#### Goal of the exercise:
Retype the data in its entirety, with no word changed.

--- Data supplied ---

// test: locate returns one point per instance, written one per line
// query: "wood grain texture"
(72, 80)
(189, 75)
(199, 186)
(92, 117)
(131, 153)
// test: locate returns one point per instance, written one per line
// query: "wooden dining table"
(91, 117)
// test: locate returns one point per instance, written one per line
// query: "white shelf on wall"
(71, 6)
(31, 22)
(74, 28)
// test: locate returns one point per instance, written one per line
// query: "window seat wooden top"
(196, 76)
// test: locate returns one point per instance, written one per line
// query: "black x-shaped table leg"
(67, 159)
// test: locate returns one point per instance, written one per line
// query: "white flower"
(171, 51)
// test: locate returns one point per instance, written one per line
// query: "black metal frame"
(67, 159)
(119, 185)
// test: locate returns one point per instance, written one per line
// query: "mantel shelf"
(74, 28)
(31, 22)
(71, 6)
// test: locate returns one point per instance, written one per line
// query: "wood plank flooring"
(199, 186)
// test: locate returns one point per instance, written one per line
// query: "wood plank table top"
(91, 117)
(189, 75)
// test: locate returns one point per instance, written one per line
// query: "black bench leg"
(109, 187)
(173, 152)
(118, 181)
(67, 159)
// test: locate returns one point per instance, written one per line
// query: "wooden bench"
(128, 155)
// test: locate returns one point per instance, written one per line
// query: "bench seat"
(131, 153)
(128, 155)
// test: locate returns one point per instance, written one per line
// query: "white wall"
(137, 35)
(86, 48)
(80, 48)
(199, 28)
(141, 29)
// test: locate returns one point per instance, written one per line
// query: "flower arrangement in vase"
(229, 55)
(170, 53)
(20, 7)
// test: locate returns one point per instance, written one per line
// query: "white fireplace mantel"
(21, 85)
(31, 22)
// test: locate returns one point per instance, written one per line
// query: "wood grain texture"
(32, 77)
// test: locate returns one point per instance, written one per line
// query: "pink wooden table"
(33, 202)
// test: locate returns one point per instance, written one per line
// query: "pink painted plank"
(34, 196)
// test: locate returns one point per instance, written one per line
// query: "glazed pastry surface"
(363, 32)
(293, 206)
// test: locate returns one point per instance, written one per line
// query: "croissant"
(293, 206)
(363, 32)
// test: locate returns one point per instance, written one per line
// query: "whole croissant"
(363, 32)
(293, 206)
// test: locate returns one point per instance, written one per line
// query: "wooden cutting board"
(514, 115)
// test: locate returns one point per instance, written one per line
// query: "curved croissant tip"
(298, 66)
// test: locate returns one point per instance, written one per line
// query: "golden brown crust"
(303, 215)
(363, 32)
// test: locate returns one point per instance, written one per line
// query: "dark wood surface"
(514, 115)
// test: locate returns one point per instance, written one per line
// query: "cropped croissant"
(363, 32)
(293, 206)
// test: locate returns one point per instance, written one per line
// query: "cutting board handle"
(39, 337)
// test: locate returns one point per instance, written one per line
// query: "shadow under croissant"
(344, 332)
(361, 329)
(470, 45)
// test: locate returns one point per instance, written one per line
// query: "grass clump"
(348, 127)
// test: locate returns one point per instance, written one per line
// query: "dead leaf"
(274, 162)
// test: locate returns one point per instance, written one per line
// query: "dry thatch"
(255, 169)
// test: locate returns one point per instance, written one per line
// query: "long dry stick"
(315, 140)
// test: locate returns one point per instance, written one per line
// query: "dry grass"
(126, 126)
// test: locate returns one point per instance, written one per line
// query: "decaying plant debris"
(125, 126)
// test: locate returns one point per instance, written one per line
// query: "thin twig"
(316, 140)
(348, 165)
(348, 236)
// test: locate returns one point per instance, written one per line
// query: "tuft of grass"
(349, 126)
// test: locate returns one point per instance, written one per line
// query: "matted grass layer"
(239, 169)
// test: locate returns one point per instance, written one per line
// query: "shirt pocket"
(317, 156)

---

#### Response:
// test: locate returns one point per instance, written one per line
// query: "wood grain texture"
(72, 80)
(189, 75)
(199, 186)
(92, 117)
(131, 153)
// test: locate returns one point per instance, written one per line
// query: "wooden dining table"
(91, 117)
// test: locate returns one point per instance, written one per line
// query: "white shelf on wall"
(71, 6)
(31, 22)
(74, 28)
// test: locate returns one point per instance, written one per line
// query: "window seat wooden top"
(196, 76)
// test: locate returns one point per instance, written one per line
// query: "black x-shaped table leg"
(67, 159)
// test: locate returns one point per instance, written one per line
// query: "white flower"
(171, 51)
// test: locate returns one point per instance, written one per line
// query: "black metal frame"
(67, 159)
(119, 185)
// test: locate returns one point per instance, written one per line
// query: "mantel shelf"
(74, 28)
(31, 22)
(71, 6)
// test: locate returns one point per instance, written one per line
// query: "wood plank flooring"
(199, 186)
// test: locate returns one point per instance, written one per line
// query: "wood plank table top"
(91, 117)
(189, 75)
// test: locate returns one point per instance, written one per line
// query: "black bench leg"
(109, 187)
(173, 152)
(118, 181)
(67, 159)
// test: locate returns one point per instance, written one per line
// query: "wooden bench"
(128, 155)
// test: locate returns one point per instance, written one per line
// query: "bench seat"
(131, 153)
(128, 155)
// test: locate returns one point per instance, written one per line
// query: "white wall"
(137, 35)
(86, 48)
(80, 48)
(199, 28)
(141, 29)
// test: locate returns one point per instance, written one per line
// query: "flower arrangement in vase"
(229, 55)
(170, 53)
(20, 7)
// test: locate returns one point per instance, written one per line
// query: "white fireplace mantel"
(21, 85)
(31, 22)
// test: locate returns one point per instance, written one per line
// query: "wood grain texture"
(32, 77)
// test: locate returns one point per instance, written one per line
// query: "pink wooden table"
(33, 202)
// test: locate returns one point per instance, written one per line
// query: "pink painted plank"
(34, 196)
// test: locate returns one point per instance, written one per line
// query: "glazed pastry surface"
(363, 32)
(293, 206)
// test: locate returns one point per instance, written one per line
// query: "croissant"
(293, 206)
(363, 32)
// test: locate returns one point per instance, written one per line
// query: "whole croissant"
(363, 32)
(293, 206)
// test: locate returns one point per instance, written one per line
// query: "wooden cutting board"
(514, 115)
// test: locate returns one point per instance, written one per line
// query: "curved croissant tip"
(298, 66)
// test: locate returns one point per instance, written one per line
// query: "golden brown crust"
(303, 215)
(363, 32)
// test: locate returns one point per instance, written one per line
// query: "dark wood surface"
(514, 115)
// test: locate returns one point per instance, written one per line
// query: "cropped croissant"
(363, 32)
(293, 206)
// test: locate returns one point per instance, written one per line
// query: "cutting board handle"
(39, 337)
// test: locate returns one point per instance, written one per line
// query: "shadow under croissant"
(344, 332)
(361, 329)
(470, 45)
// test: locate returns one point per instance, written one per line
// query: "grass clump"
(348, 127)
// test: locate returns one point per instance, written one per line
// query: "dead leaf"
(274, 162)
// test: locate returns one point per instance, written one per line
// query: "dry thatch"
(255, 169)
// test: locate returns one point per instance, written one per line
// query: "long dry stick"
(315, 140)
// test: locate returns one point per instance, written one per line
// query: "dry grass"
(126, 126)
// test: locate returns one point per instance, written one per line
// query: "decaying plant debris"
(125, 126)
// test: locate returns one point per instance, written one per line
// query: "thin twig"
(316, 140)
(348, 165)
(348, 236)
// test: locate returns one point per instance, written one per line
// query: "tuft of grass"
(349, 126)
// test: locate returns one point per instance, written one per line
// query: "matted grass layer"
(239, 169)
// test: locate returns one point per instance, written one per line
// query: "shirt pocket"
(317, 156)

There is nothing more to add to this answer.